## start Text excerpt

4.6. Finding which schedulers are interfaced by the WS GRAM installation

Unfortunately there is no option yet to print the list of local resource managers supported by a given WS-GRAM service installation. But there is a way to check, whether WS-GRAM supports a certain local resource manager or not. The following command gives an example of how a client could check if Condor is available at the remote site:

wsrf-query \
    -s https://<hostname>:<port>/wsrf/services/ManagedJobFactoryService \
    -key {http://www.globus.org/namespaces/2004/10/gram/job}ResourceID Condor \
    "//*[local-name()='version']"
   

Replace host and port settings with the values you need. If Condor is available on the server-side, the output should look something like the following:

	<ns1:version xmlns:ns1="http://mds.globus.org/metadata/2005/02">4.0.3</ns1:version>
   

In this example the output indicates, that a GT is listening on the server-side, that Condor is available and that the GT version is 4.0.3. If no GT at all is running at the specified host and/or port or if the specified local resource manager is not available on the server-side, the output will be an error message.

On the server-side the GRAM name of local resource managers for which GRAM support has been installed can be obtained by looking at the GRAM configuration on the GRAM server-side machine, as explained here.

The GRAM name of the local resource manager can be used with the factory type option of the job submission command-line tool to specify which factory resource to use when submitting a job.

4.7. Specifying file staging in the job description

In order to do file staging one must add specific elements to the job description and delegate credentials appropriately (see Delegating credentials). The file transfer directives follow the RFT syntax, which allows only for third-party transfers. Each file transfer must therefore specify a source URL and a destination URL. URLs are specified as GridFTP URLs (for remote files) or as file URLs (for files local to the service--these are converted internally to full GridFTP URLs by the service).

## end Text excerpt

_Tasks and exercises:_
1 – Decide whether each statement below agrees with the WS GRAM excerpt. For each, answer yes or no and quote the words of the excerpt that decide it.
(a) A WS-GRAM service installation offers an option to print the list of local resource managers it supports.
(b) The file transfer directives allow only for third-party transfers.
(c) If the specified local resource manager is not available on the server-side, the command returns an error message.
2 – Write out the part of the WS GRAM excerpt that opens with the words containing "Replace host and" and closes with "as explained here.", substituting "response" for "output" wherever it occurs.

## start Information shown

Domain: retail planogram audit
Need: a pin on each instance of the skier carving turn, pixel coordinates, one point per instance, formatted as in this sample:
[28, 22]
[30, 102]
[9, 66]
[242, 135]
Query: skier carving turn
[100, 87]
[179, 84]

## end Information shown

_Results for the exercise:_
1 –
(a) No: "Unfortunately there is no option yet to print the list of local resource managers supported by a given WS-GRAM service installation."
(b) Yes: "The file transfer directives follow the RFT syntax, which allows only for third-party transfers."
(c) Yes: "if the specified local resource manager is not available on the server-side, the output will be an error message."

2 –
Replace host and port settings with the values you need. If Condor is available on the server-side, the response should look something like the following:

	<ns1:version xmlns:ns1="http://mds.globus.org/metadata/2005/02">4.0.3</ns1:version>
   

In this example the response indicates, that a GT is listening on the server-side, that Condor is available and that the GT version is 4.0.3. If no GT at all is running at the specified host and/or port or if the specified local resource manager is not available on the server-side, the response will be an error message.

On the server-side the GRAM name of local resource managers for which GRAM support has been installed can be obtained by looking at the GRAM configuration on the GRAM server-side machine, as explained here.